#### SHORT PROBLEM:
Everything from the line with "Locate every instance of the stack" through the last line of the records below should be copied exactly, both ends included.

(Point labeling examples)
==================================================
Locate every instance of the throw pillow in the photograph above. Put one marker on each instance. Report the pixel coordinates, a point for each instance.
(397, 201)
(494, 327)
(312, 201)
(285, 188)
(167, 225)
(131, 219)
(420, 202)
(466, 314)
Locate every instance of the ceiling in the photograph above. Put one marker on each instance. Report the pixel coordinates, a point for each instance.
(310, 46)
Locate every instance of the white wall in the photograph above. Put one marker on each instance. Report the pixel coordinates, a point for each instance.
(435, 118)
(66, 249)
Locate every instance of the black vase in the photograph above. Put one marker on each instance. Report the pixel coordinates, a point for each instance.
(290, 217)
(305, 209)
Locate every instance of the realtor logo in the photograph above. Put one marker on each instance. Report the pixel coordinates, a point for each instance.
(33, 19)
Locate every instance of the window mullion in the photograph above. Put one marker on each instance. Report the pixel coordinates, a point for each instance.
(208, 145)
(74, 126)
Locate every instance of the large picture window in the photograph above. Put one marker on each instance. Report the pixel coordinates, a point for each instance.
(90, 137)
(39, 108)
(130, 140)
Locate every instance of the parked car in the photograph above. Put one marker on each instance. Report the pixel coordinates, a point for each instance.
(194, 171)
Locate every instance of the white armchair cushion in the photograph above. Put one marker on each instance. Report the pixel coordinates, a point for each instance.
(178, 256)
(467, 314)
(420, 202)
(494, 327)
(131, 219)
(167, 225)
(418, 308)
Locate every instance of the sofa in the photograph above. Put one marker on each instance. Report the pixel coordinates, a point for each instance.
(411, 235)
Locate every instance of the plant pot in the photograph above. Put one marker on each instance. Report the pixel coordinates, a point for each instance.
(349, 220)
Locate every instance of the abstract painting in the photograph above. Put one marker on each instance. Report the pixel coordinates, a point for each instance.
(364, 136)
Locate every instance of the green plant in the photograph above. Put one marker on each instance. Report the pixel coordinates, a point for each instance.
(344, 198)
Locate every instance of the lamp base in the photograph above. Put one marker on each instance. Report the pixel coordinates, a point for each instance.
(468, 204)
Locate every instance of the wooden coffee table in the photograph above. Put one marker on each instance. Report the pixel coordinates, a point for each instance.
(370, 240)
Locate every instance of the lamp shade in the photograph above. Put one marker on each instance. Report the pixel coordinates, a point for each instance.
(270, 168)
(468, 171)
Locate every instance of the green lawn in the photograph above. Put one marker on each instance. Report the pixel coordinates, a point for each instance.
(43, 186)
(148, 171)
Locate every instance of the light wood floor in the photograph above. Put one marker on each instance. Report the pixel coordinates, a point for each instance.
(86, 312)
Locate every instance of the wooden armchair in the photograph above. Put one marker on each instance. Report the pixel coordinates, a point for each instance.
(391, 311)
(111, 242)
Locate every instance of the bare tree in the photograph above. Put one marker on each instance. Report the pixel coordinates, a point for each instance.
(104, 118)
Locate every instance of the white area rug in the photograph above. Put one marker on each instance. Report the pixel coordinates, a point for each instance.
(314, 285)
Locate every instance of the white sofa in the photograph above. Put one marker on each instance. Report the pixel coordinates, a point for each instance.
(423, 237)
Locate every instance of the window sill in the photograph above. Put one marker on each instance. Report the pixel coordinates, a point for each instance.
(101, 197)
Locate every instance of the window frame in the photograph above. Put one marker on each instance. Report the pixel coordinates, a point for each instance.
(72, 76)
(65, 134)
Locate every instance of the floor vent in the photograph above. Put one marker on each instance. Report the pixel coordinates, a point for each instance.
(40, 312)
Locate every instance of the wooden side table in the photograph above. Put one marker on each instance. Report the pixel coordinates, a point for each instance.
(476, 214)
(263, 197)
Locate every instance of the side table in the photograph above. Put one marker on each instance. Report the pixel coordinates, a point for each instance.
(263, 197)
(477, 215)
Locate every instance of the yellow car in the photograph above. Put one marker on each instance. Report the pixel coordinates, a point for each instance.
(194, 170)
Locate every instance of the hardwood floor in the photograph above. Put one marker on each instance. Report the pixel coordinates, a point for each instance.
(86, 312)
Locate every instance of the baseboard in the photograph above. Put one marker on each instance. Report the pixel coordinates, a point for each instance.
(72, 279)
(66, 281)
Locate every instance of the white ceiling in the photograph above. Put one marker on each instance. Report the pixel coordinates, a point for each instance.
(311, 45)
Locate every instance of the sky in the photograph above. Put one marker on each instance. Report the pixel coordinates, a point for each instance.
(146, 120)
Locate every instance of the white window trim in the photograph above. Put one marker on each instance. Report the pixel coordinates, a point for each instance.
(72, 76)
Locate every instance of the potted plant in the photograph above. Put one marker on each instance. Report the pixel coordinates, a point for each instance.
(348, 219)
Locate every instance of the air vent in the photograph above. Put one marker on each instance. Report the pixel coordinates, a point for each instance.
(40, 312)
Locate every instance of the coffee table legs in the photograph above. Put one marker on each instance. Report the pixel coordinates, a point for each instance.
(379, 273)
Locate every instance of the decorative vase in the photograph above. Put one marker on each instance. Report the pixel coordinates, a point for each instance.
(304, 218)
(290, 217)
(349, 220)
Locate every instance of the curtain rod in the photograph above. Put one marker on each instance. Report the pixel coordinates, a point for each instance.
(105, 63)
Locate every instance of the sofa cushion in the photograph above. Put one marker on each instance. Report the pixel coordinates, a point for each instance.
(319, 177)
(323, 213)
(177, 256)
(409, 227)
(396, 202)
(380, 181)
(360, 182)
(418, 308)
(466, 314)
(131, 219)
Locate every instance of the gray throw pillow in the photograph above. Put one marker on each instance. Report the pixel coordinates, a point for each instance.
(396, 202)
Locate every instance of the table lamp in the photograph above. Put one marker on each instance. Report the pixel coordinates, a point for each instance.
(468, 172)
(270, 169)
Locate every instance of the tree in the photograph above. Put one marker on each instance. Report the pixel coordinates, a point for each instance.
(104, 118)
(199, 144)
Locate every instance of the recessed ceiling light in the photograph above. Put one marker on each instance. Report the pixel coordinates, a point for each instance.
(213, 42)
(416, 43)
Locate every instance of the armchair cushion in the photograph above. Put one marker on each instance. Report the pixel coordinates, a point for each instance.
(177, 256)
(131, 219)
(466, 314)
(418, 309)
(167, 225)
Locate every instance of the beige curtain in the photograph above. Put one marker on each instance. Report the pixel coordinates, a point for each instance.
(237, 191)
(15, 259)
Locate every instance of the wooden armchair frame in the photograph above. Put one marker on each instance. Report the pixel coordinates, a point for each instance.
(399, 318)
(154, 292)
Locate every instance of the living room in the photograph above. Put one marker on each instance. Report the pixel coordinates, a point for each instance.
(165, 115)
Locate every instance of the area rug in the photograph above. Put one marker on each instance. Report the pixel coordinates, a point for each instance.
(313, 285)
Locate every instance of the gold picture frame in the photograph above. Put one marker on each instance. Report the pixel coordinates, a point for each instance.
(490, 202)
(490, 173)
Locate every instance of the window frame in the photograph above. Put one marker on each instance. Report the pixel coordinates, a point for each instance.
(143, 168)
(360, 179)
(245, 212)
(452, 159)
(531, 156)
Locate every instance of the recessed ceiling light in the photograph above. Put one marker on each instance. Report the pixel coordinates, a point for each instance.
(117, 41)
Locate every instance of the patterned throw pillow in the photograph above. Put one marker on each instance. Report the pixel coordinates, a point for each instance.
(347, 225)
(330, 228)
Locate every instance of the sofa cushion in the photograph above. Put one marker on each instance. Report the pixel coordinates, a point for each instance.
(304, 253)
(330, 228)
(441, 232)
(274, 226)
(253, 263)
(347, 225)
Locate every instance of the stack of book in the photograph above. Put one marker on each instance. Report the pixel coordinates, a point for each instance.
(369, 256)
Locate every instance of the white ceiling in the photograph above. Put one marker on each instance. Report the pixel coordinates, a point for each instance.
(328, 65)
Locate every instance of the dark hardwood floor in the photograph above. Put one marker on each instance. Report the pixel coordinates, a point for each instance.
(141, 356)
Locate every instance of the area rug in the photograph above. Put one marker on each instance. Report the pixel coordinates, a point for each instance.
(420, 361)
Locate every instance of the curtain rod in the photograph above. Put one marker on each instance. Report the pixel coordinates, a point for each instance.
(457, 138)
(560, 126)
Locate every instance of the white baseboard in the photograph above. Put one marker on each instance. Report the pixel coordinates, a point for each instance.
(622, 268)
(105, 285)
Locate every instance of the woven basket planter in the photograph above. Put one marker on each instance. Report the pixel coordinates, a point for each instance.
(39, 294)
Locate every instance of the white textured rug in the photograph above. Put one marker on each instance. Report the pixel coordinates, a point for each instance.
==================================================
#### WRITTEN SOLUTION:
Locate every instance of the stack of book in the photograph above. Put one marker on each instance. Report the pixel coordinates, a point for each instance.
(369, 256)
Locate every instance of the white ceiling in the photograph above. Put one marker on each instance. Report the pixel coordinates, a point for each instance.
(328, 65)
Locate every instance of the dark hardwood floor in the photograph above. Put one marker on each instance. Report the pixel coordinates, a point for each instance.
(141, 356)
Locate every instance of the area rug in the photograph above. Put one marker on each instance. Report the pixel coordinates, a point for each instance.
(420, 361)
Locate every instance of the curtain rod in the photograph above. Put one marker on each instance. Report the pixel coordinates, a point for each instance.
(457, 138)
(560, 126)
Locate every instance of the white baseboard in the photograph above. Put one marker on each instance. Report the pixel coordinates, a point for each instance.
(622, 268)
(105, 285)
Locate every instance of the woven basket planter in the photograph above. Put one marker on each instance. Report the pixel coordinates, a point for each instance.
(39, 294)
Locate every instance of the white textured rug in the photograph above. Put one marker on each instance. Report the pixel coordinates, a point for each instance.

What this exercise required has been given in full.